— START —

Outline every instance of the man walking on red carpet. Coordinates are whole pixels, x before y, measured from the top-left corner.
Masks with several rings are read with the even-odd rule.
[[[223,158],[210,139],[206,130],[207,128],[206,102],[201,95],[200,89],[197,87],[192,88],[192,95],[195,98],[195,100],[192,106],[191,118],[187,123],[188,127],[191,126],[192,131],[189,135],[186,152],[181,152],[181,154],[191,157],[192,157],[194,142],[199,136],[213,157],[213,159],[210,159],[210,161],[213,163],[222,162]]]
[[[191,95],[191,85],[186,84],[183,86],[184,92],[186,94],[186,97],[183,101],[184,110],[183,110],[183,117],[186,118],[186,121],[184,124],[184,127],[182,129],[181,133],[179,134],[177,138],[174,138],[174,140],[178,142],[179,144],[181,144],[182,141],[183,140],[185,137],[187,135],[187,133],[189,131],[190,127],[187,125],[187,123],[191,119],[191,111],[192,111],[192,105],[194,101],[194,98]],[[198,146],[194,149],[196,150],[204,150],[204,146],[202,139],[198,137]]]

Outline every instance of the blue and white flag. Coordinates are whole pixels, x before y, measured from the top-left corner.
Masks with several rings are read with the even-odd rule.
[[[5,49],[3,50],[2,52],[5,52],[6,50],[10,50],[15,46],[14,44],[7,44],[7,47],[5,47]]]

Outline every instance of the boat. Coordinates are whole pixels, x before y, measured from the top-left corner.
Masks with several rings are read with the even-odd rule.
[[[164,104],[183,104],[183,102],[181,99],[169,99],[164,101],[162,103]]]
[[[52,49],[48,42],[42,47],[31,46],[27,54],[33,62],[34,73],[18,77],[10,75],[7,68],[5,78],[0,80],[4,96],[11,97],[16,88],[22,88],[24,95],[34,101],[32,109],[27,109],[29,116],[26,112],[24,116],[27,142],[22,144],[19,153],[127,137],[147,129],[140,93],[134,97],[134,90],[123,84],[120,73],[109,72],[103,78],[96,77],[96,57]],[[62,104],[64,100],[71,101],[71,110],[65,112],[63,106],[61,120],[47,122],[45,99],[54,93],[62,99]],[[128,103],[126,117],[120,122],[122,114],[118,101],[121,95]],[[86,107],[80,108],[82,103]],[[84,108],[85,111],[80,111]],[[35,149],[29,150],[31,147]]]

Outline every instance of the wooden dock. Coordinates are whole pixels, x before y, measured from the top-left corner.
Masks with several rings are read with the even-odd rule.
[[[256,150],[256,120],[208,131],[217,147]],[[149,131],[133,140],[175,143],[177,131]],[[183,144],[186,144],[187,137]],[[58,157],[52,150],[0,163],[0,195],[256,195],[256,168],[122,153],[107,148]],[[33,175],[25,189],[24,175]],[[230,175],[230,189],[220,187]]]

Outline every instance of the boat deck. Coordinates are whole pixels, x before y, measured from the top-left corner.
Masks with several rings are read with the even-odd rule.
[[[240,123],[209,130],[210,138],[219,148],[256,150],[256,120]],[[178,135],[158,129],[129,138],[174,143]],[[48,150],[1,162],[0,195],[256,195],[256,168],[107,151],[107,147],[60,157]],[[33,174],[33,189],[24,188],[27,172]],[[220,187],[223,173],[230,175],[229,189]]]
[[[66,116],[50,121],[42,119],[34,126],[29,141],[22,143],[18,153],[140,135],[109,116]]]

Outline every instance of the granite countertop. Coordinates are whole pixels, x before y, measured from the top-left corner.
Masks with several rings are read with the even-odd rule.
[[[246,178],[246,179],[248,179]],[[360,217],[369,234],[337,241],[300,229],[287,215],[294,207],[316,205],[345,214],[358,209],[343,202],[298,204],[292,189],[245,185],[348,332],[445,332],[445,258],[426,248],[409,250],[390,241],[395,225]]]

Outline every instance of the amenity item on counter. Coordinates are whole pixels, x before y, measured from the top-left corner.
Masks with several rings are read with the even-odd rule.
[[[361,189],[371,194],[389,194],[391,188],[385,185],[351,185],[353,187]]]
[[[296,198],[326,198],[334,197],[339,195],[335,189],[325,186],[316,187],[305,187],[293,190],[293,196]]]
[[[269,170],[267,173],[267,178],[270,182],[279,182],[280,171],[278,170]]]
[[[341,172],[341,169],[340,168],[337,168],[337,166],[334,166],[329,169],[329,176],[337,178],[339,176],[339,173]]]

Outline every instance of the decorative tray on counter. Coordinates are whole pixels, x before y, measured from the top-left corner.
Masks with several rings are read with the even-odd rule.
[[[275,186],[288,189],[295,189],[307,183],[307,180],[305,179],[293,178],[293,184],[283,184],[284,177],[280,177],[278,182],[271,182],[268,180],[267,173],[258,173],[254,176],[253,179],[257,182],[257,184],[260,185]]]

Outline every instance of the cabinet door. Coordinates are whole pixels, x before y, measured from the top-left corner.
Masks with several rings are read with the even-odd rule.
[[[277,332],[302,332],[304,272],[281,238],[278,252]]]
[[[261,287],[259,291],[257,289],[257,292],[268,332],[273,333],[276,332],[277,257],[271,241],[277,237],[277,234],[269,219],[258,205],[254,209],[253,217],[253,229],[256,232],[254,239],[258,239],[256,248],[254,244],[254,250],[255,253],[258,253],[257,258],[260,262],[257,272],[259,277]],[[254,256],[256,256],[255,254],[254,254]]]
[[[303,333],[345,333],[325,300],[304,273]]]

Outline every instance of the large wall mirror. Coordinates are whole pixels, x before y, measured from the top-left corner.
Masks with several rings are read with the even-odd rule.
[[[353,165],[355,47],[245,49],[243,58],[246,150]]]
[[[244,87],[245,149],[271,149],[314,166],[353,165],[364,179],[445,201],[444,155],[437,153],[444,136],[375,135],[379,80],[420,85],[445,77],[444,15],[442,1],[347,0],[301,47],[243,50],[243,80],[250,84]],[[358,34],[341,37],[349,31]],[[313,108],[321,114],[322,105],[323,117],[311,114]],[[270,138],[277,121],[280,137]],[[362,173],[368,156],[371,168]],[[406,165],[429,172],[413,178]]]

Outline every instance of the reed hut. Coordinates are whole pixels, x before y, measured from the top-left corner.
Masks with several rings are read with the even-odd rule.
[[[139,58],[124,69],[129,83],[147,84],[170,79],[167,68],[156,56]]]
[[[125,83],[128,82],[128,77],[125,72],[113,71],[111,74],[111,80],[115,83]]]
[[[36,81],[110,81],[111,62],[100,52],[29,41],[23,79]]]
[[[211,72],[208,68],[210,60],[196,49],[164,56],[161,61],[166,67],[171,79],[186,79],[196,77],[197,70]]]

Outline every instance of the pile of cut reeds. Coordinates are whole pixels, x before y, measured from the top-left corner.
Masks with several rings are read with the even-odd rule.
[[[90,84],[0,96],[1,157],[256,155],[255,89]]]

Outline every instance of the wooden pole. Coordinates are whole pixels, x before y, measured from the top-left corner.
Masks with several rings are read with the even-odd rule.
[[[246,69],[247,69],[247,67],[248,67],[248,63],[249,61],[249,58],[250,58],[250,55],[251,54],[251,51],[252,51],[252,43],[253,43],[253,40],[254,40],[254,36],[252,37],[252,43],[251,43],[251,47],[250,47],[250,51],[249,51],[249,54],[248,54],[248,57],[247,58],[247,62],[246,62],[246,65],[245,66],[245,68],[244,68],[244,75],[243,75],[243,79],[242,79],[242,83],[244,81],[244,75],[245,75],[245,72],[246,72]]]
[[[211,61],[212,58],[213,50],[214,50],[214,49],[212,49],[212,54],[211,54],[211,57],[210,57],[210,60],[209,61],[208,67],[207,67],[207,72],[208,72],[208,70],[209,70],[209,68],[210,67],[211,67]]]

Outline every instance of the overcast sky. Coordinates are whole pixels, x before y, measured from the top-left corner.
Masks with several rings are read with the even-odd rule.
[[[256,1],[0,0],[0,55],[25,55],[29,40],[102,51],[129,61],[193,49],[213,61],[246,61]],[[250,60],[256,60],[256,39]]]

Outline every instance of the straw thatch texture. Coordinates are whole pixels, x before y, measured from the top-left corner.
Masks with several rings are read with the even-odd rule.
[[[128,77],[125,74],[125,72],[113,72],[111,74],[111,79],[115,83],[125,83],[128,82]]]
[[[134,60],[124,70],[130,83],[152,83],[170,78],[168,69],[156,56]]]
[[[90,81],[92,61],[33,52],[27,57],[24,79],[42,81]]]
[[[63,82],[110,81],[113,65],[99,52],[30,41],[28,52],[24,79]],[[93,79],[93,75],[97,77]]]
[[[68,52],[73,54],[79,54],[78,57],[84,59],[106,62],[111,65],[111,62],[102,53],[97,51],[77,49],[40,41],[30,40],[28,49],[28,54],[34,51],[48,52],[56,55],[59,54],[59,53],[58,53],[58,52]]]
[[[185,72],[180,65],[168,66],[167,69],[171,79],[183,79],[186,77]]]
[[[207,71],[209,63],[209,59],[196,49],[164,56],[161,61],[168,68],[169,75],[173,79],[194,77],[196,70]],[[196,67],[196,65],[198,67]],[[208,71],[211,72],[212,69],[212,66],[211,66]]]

— END —

What you have to do: Copy the listing again without any change, beginning at the line that contains "Outline every instance of the large" and ending after the line that contains "[[[90,84],[0,96],[1,157],[256,155],[255,89]]]".

Exercise solution:
Outline every instance of the large wall mirror. Coordinates are whole pixels, x before y, measured from the top-left corner.
Masks with several rings are read with the even-odd rule.
[[[353,165],[355,47],[245,49],[243,58],[246,150]]]
[[[244,87],[245,149],[271,149],[314,166],[353,165],[364,179],[445,201],[444,155],[437,153],[444,136],[375,135],[379,80],[420,85],[445,77],[444,15],[442,1],[347,0],[301,47],[243,50],[243,80],[250,84]],[[358,34],[341,37],[349,31]],[[313,108],[321,114],[322,105],[323,117],[311,114]],[[270,138],[277,121],[280,137]],[[362,173],[368,156],[371,168]],[[406,165],[429,172],[413,178]]]

Outline every instance of the reed hut. Coordinates are whole pixels, x before y, measured from the top-left corner.
Masks with several rings are read with the even-odd rule.
[[[139,58],[124,69],[129,83],[147,84],[170,79],[167,68],[156,56]]]
[[[125,83],[128,82],[128,77],[125,72],[113,71],[111,74],[111,80],[115,83]]]
[[[36,81],[110,81],[111,62],[100,52],[29,41],[23,79]]]
[[[211,72],[208,68],[210,60],[196,49],[164,56],[161,61],[166,67],[171,79],[186,79],[196,77],[197,70]]]

Outline every instance of the pile of cut reeds. Coordinates are whole pixels, x before y, measured from the top-left corner.
Masks with several rings are read with the even-odd rule.
[[[90,84],[0,96],[1,157],[256,155],[255,89]]]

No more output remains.